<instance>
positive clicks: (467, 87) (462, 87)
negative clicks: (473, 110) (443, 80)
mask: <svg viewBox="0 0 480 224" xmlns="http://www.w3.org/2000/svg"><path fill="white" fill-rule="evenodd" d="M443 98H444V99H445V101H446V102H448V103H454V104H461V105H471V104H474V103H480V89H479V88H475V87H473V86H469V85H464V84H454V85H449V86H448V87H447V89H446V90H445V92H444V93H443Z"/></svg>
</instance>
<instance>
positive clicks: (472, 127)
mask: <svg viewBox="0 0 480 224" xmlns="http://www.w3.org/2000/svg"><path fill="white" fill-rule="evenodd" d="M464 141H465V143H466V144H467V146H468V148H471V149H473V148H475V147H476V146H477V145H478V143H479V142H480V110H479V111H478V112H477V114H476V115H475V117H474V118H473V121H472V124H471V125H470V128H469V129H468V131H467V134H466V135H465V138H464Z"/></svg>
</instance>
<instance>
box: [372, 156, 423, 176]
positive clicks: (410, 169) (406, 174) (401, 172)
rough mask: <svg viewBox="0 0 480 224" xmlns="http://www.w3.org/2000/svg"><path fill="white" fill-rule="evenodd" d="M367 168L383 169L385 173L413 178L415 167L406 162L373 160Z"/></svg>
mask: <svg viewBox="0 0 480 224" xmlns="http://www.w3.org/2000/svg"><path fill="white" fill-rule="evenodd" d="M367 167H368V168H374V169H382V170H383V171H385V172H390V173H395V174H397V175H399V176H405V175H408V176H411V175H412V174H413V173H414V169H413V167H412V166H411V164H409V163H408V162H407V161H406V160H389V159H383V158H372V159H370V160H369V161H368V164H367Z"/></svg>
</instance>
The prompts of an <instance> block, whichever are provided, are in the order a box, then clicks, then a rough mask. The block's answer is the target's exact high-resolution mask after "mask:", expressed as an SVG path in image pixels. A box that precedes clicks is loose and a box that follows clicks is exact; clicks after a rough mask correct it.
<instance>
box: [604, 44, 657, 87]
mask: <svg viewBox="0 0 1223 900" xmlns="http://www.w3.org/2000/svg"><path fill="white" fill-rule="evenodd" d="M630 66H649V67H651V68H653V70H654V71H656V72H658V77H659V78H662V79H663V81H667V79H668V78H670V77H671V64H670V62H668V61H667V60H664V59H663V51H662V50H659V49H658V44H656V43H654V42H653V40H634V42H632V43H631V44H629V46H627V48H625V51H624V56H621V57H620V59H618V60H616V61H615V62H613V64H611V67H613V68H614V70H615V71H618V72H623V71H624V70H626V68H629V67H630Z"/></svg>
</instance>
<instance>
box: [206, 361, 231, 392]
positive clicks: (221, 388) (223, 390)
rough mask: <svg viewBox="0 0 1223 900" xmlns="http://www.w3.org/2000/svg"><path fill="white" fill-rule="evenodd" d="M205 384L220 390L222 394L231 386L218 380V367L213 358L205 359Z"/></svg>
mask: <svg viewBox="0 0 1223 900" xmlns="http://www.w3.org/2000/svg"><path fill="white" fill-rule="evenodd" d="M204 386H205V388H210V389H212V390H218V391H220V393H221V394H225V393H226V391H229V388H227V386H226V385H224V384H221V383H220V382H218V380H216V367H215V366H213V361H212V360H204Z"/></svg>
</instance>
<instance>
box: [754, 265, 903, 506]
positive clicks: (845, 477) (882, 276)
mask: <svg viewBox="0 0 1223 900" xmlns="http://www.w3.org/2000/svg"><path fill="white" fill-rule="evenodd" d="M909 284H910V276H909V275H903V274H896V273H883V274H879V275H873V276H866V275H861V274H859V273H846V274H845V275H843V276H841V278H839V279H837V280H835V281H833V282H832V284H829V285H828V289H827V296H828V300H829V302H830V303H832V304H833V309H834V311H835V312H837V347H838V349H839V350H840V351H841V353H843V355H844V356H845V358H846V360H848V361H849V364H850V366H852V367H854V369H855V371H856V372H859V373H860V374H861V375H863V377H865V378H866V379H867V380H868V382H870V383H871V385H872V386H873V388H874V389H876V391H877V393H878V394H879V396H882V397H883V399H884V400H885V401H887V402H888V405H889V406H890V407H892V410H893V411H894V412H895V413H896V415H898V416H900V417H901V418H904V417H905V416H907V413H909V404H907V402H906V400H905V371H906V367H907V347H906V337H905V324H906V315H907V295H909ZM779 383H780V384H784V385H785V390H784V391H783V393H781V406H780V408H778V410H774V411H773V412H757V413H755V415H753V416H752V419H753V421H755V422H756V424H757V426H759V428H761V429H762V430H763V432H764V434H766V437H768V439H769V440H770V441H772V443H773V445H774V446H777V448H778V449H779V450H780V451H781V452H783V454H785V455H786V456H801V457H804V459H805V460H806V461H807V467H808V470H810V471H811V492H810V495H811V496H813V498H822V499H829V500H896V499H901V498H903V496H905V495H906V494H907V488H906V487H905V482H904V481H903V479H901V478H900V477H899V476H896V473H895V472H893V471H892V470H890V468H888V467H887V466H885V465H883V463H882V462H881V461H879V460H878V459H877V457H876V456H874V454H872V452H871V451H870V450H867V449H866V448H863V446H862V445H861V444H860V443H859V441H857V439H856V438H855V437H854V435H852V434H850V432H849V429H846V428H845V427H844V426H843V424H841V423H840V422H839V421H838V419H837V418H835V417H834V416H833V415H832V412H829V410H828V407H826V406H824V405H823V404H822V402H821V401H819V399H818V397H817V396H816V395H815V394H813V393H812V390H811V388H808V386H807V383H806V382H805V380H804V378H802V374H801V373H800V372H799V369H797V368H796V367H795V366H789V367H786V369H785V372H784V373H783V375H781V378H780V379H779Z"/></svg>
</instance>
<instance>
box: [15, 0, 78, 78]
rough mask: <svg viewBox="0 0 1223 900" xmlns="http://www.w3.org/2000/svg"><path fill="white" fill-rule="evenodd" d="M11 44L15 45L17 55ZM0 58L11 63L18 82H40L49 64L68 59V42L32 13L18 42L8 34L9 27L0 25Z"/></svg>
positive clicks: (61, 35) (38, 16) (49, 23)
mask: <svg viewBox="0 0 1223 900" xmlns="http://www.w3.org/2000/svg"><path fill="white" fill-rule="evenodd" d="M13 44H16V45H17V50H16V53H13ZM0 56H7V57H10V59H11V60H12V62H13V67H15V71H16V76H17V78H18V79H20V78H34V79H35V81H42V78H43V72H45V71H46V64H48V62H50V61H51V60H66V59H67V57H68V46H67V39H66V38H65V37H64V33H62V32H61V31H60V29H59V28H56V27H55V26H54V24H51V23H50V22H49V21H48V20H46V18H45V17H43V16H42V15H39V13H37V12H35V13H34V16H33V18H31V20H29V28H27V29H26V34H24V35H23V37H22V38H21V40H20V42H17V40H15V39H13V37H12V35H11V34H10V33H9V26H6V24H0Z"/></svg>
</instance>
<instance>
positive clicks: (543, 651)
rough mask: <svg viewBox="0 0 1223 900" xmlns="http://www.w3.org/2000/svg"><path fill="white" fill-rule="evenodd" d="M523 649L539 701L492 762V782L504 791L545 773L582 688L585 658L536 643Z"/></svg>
+-------+
Work required:
When you transcribe the listing, make each line match the original exactly.

Response to the task:
<instance>
positive clicks: (467, 87) (462, 87)
negative clicks: (473, 110) (443, 80)
mask: <svg viewBox="0 0 480 224" xmlns="http://www.w3.org/2000/svg"><path fill="white" fill-rule="evenodd" d="M443 98H444V99H445V101H446V102H448V103H454V104H461V105H471V104H474V103H480V89H479V88H475V87H473V86H469V85H464V84H454V85H449V86H448V87H447V89H446V90H445V92H444V93H443Z"/></svg>
</instance>
<instance>
positive clicks: (472, 127)
mask: <svg viewBox="0 0 480 224" xmlns="http://www.w3.org/2000/svg"><path fill="white" fill-rule="evenodd" d="M464 141H465V143H466V144H467V146H468V148H471V149H473V148H475V147H476V146H477V145H478V143H479V142H480V110H479V111H478V112H477V114H476V115H475V117H474V118H473V121H472V124H471V125H470V128H469V129H468V131H467V134H466V135H465V138H464Z"/></svg>
</instance>
<instance>
box: [372, 156, 423, 176]
positive clicks: (410, 169) (406, 174) (401, 172)
rough mask: <svg viewBox="0 0 480 224" xmlns="http://www.w3.org/2000/svg"><path fill="white" fill-rule="evenodd" d="M367 168L383 169L385 173L413 178L415 167L406 162L373 160Z"/></svg>
mask: <svg viewBox="0 0 480 224" xmlns="http://www.w3.org/2000/svg"><path fill="white" fill-rule="evenodd" d="M367 167H368V168H374V169H382V170H383V171H385V172H390V173H395V174H397V175H399V176H405V175H408V176H411V175H412V174H413V173H414V169H413V167H412V166H411V164H409V163H408V162H407V161H406V160H389V159H383V158H372V159H370V160H369V161H368V164H367Z"/></svg>
</instance>
The prompts of an <instance> block, whichever are provided, are in the order a box, then clicks, then a rough mask. The block's answer is the target's exact high-resolution mask after "mask:", expressed as an SVG path in image pixels. A box that precedes clicks is loose and a box that follows clicks is exact; clicks after a rough mask correct it.
<instance>
box: [604, 44, 657, 87]
mask: <svg viewBox="0 0 1223 900" xmlns="http://www.w3.org/2000/svg"><path fill="white" fill-rule="evenodd" d="M630 66H649V67H651V68H653V70H654V71H656V72H658V77H659V78H662V79H663V81H667V79H668V78H670V77H671V64H670V62H668V61H667V60H664V59H663V51H662V50H659V49H658V44H656V43H654V42H653V40H634V42H632V43H631V44H629V46H627V48H625V51H624V56H621V57H620V59H618V60H616V61H615V62H613V64H611V67H613V68H614V70H615V71H618V72H623V71H624V70H626V68H629V67H630Z"/></svg>
</instance>
<instance>
box: [206, 361, 231, 392]
positive clicks: (221, 388) (223, 390)
rough mask: <svg viewBox="0 0 1223 900" xmlns="http://www.w3.org/2000/svg"><path fill="white" fill-rule="evenodd" d="M205 384L220 390L222 394L231 386L218 380V367L213 358L205 359Z"/></svg>
mask: <svg viewBox="0 0 1223 900" xmlns="http://www.w3.org/2000/svg"><path fill="white" fill-rule="evenodd" d="M204 386H205V388H210V389H212V390H218V391H220V393H221V394H225V393H226V391H229V388H227V386H226V385H224V384H221V383H220V382H218V380H216V367H215V366H213V361H212V360H204Z"/></svg>
</instance>
<instance>
box: [754, 265, 903, 506]
positive clicks: (845, 477) (882, 276)
mask: <svg viewBox="0 0 1223 900" xmlns="http://www.w3.org/2000/svg"><path fill="white" fill-rule="evenodd" d="M909 284H910V276H909V275H903V274H896V273H883V274H879V275H873V276H866V275H861V274H859V273H846V274H845V275H843V276H841V278H839V279H837V280H835V281H833V282H832V284H829V285H828V289H827V296H828V300H829V302H830V303H832V304H833V309H834V311H835V312H837V347H838V349H839V350H840V351H841V353H843V355H844V356H845V358H846V360H848V361H849V364H850V366H852V367H854V369H855V371H856V372H859V373H860V374H861V375H863V377H865V378H866V379H867V380H868V382H870V383H871V385H872V386H873V388H874V389H876V391H877V393H878V394H879V396H882V397H883V399H884V400H885V401H887V402H888V405H889V406H890V407H892V410H893V411H894V412H895V413H896V415H898V416H900V417H901V418H904V417H905V416H907V413H909V404H907V402H906V400H905V371H906V367H907V347H906V337H905V324H906V315H907V295H909ZM779 383H780V384H784V385H785V390H784V391H783V393H781V406H780V408H778V410H774V411H773V412H757V413H755V415H753V416H752V419H753V421H755V422H756V424H757V426H759V428H761V429H762V430H763V432H764V434H766V437H768V439H769V440H770V441H772V443H773V445H774V446H777V448H778V449H779V450H780V451H781V452H783V454H785V455H786V456H801V457H804V459H805V460H806V461H807V467H808V470H810V471H811V492H810V495H811V496H813V498H822V499H829V500H896V499H901V498H903V496H905V495H906V494H907V488H906V487H905V482H904V481H903V479H901V478H900V477H899V476H896V473H895V472H893V471H892V470H890V468H888V467H887V466H885V465H883V463H882V462H881V461H879V460H878V459H877V457H876V456H874V454H872V452H871V451H870V450H867V449H866V448H863V446H862V445H861V444H860V443H859V441H857V439H856V438H855V437H854V435H852V434H850V432H849V429H846V428H845V427H844V426H843V424H841V423H840V422H839V421H838V419H837V418H835V417H834V416H833V415H832V412H829V410H828V407H826V406H824V405H823V404H822V402H821V401H819V399H818V397H817V396H816V395H815V394H813V393H812V390H811V388H808V386H807V383H806V382H805V380H804V378H802V374H801V373H800V372H799V369H797V368H796V367H795V366H789V367H786V369H785V372H784V373H783V375H781V378H780V379H779Z"/></svg>
</instance>
<instance>
box: [15, 0, 78, 78]
rough mask: <svg viewBox="0 0 1223 900" xmlns="http://www.w3.org/2000/svg"><path fill="white" fill-rule="evenodd" d="M11 44L15 45L17 55ZM0 58L11 63L18 82H40L49 64L68 59V42L32 13L18 42L8 34L9 27L0 25Z"/></svg>
positive clicks: (61, 35) (38, 16) (49, 23)
mask: <svg viewBox="0 0 1223 900" xmlns="http://www.w3.org/2000/svg"><path fill="white" fill-rule="evenodd" d="M13 44H16V45H17V50H16V53H13ZM0 56H7V57H10V59H11V60H12V62H13V67H15V71H16V76H17V78H18V79H20V78H34V79H35V81H42V78H43V72H45V71H46V64H48V62H50V61H51V60H66V59H67V57H68V46H67V39H66V38H65V37H64V33H62V32H61V31H60V29H59V28H56V27H55V26H54V24H51V23H50V22H49V21H48V20H46V18H45V17H43V16H42V15H39V13H37V12H35V13H34V16H33V18H31V20H29V28H27V29H26V34H24V35H23V37H22V38H21V40H20V42H17V40H15V39H13V37H12V35H11V34H10V33H9V26H6V24H0Z"/></svg>
</instance>
<instance>
positive clicks: (543, 651)
rough mask: <svg viewBox="0 0 1223 900" xmlns="http://www.w3.org/2000/svg"><path fill="white" fill-rule="evenodd" d="M523 649L539 701L492 762V782L504 791L545 773L582 688L585 658L536 643Z"/></svg>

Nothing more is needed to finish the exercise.